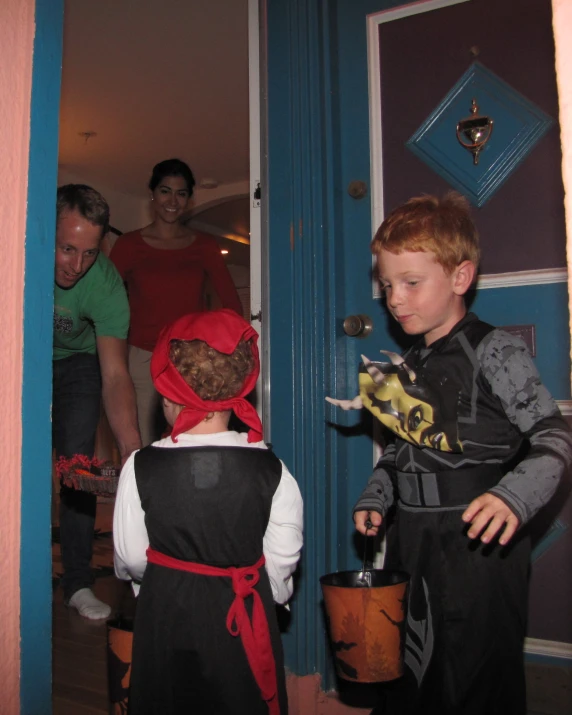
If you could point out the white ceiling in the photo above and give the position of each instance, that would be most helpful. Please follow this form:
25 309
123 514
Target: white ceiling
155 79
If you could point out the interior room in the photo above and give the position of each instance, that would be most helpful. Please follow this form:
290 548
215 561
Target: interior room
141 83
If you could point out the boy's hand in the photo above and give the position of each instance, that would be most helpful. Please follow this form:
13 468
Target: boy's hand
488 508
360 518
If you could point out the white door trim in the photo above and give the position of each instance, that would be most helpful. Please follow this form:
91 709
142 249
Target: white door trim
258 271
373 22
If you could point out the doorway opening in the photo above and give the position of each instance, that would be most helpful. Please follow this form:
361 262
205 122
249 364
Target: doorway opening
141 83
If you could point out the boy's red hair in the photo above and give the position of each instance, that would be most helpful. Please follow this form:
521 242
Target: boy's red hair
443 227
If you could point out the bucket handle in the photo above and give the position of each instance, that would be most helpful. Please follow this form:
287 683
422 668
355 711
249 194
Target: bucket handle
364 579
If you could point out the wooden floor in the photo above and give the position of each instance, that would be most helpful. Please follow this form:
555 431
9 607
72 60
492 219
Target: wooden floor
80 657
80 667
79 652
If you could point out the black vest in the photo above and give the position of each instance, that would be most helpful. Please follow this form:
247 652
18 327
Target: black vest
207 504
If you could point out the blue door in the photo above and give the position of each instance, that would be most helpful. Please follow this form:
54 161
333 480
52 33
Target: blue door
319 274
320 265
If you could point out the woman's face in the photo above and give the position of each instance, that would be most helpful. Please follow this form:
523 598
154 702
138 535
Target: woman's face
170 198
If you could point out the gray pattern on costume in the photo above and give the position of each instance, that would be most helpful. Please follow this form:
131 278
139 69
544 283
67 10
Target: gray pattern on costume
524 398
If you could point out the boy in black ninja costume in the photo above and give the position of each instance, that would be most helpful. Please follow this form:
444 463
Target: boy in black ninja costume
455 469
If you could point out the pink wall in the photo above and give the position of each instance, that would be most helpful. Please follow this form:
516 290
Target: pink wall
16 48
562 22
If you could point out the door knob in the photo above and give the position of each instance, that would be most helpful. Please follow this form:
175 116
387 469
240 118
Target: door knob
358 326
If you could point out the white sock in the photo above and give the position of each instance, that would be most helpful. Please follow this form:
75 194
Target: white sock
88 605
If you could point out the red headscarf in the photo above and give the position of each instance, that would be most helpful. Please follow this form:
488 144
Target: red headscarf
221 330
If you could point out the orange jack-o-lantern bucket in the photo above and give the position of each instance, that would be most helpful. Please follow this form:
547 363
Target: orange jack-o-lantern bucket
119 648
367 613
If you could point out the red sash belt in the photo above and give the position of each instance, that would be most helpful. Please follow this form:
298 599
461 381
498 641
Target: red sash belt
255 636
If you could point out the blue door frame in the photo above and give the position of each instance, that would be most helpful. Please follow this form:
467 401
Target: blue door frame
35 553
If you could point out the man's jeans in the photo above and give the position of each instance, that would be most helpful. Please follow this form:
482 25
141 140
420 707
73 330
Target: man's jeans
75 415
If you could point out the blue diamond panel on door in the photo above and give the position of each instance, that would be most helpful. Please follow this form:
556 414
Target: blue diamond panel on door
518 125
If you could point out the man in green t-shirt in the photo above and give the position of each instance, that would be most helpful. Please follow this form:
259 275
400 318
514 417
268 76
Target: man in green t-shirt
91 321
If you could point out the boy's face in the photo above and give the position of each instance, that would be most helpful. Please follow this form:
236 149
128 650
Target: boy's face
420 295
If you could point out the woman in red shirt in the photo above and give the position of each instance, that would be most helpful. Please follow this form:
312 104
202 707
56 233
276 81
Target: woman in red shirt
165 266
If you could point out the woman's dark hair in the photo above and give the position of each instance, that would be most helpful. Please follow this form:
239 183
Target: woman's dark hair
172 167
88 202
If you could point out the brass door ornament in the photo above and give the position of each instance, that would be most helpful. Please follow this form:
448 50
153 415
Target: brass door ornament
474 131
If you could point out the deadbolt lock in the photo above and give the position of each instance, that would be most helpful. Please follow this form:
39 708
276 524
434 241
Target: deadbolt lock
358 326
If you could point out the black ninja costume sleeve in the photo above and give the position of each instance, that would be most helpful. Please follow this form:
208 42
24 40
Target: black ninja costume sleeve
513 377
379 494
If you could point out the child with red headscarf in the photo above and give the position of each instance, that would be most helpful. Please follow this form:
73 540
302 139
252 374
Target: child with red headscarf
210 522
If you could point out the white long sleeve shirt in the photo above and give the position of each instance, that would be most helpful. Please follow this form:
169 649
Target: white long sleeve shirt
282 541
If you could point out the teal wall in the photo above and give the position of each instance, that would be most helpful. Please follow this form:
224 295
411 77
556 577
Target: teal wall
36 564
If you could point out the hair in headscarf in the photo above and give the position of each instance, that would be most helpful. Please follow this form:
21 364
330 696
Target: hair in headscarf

::::::::::

- PROBLEM: Write out the whole listing above again with every "most helpful" swapped for "very useful" and nothing else altered. Omit the pictures.

- RESULT OF THIS EXERCISE:
If you could point out the white ceiling in the photo above and give the position of each instance, that would be very useful. Please follow this form:
25 309
123 514
Target: white ceiling
155 79
If you could point out the interior room in the photo above and give the position of each instance, that would be very useful. Please follow this form:
290 548
215 561
Target: interior room
141 83
If you could point out the boy's hand in the photo above and give the position of each instance, that would be very useful. Please follow this form:
13 468
Target: boy's hand
488 508
360 518
If you could point out the white door trim in the photo above and give the position of each instance, that would be very useful. Please follow this form:
91 709
142 249
Target: white door trim
258 271
373 22
If you could point out the doorway opening in the photo above and give the position of each instance, that would be very useful. Please follow this form:
361 262
205 122
249 364
Target: doorway opening
141 83
If you could point out the boy's red hair in the photo above and give the position of each instance, that would be very useful. Please follow this form:
521 242
Target: boy's red hair
443 227
If you could point out the bucket handle in the photo above and give the position of each instance, that would be very useful. Please follow this form:
287 683
422 668
355 711
249 194
Target: bucket handle
364 579
If you could point out the wooden floor in the photo above and give the position of each instance, that would be very useful. Please follow this form:
555 431
9 607
72 60
492 219
Target: wooden floor
80 657
80 667
79 652
If you could point out the black vest in the photo above and give the position of each instance, that would be very useful. Please follow this form:
247 652
18 327
Target: black vest
207 504
If you could point out the blue door in the photo above and give the position of each instance, that would be very useful. Please follow this form:
54 161
333 480
52 33
Target: blue door
319 274
320 265
If you could point out the woman's face in the photo above and give the position of each instance, that would be very useful. Please follow this form:
523 598
154 702
138 535
Target: woman's face
170 198
If you could point out the gray pattern on costume in the photo above and give the position of each instance, that would be very useful. Please follow this form:
131 278
139 69
544 283
67 10
Target: gray pattern on costume
524 398
If you could point out the boy in black ninja costume in the photo above and give the position of each instance, that would be very useful. Please follow this form:
444 463
Target: boy in black ninja costume
455 469
If you could point out the pink wall in the photo above and give the position of each instance, that would be very useful. Please follow this form:
516 290
Target: pink wall
16 48
562 22
If you could point out the door knob in the photo above and give the position of each instance, that would be very useful. Please follow this form:
175 116
387 469
240 118
Target: door knob
358 326
If you could point out the white sock in the photo above and give the position of each instance, that would be very useful. Please follow this form:
75 194
Target: white sock
88 605
If you could point out the red headscarf in the photo above and give the position of each instance, that would be very useful. Please follow this form:
488 144
Target: red headscarf
221 330
If you could point out the orange jack-o-lantern bucket in the photo above and give the position of each instance, that would be very useful. Please follow this form:
547 363
Target: orange jack-o-lantern bucket
119 648
367 613
If you could point out the red sash belt in the photo above and give the position of each instance, that would be very useful. Please follow this form:
298 599
461 381
498 641
Target: red sash belt
255 636
If you could point out the blue door frame in the photo above and give the position of each instance, that would be very useful. Please follow this form:
467 401
Target: blue door frame
35 553
If you could point out the man's jeans in the photo above and give the position of each instance, that would be very useful. Please follow this form:
482 25
141 140
420 707
73 330
Target: man's jeans
75 415
If you could point out the blue diamond panel on door in the photo above and give the position of each instance, that would be very useful. Please follow this form:
556 414
Target: blue diamond panel on door
518 125
If you could point out the man in green t-shirt in the photo above and give the position of each instance, that would be very useful. Please follow this form:
259 275
400 318
514 417
268 76
Target: man in green t-shirt
91 321
If you could point out the boy's face in the photo above and give the position of each instance, that would be very useful. Please follow this form:
236 149
128 650
Target: boy's face
420 295
If you could point out the woman in red shirt in the photo above and give the position of each instance, that would be very useful. Please follow this form:
312 104
202 707
56 233
276 81
Target: woman in red shirt
165 266
If you could point out the woman's dark hair in the photo above and give the position of each instance, that would be very useful. Please follow this form:
239 183
Target: woman's dark hair
172 167
88 202
If you could point out the brass door ornament in the photo above and give the position of each instance, that would be very useful. Please follow this form:
448 50
153 415
Target: brass door ornament
474 131
If you could point out the deadbolt lock in the photo above and give the position of each instance, that would be very useful. Please follow this form:
39 708
276 524
434 241
Target: deadbolt lock
358 326
If you could point out the black ninja costume sleeve in the photo above and give the position of each instance, that would be very useful. Please follow this form:
208 42
24 40
Target: black ninja costume sleeve
513 377
379 494
If you could point out the child with red headscarf in the photo above and give the position of each instance, that would be very useful. Please follow this form:
73 540
302 139
252 374
Target: child with red headscarf
210 522
If you could point out the white long sleeve shirt in the photo above and give the position of each instance, that would be very useful. Please follow this form:
169 649
Target: white long sleeve shirt
282 541
If you could point out the teal wall in the photo above and give the position of each instance, that would be very useful. Please follow this form:
224 295
411 77
556 577
Target: teal wall
36 564
If you could point out the hair in headscarf in the photo above and give the position of each instance, that would be very useful. Please follow this form:
21 364
330 696
Target: hair in headscarf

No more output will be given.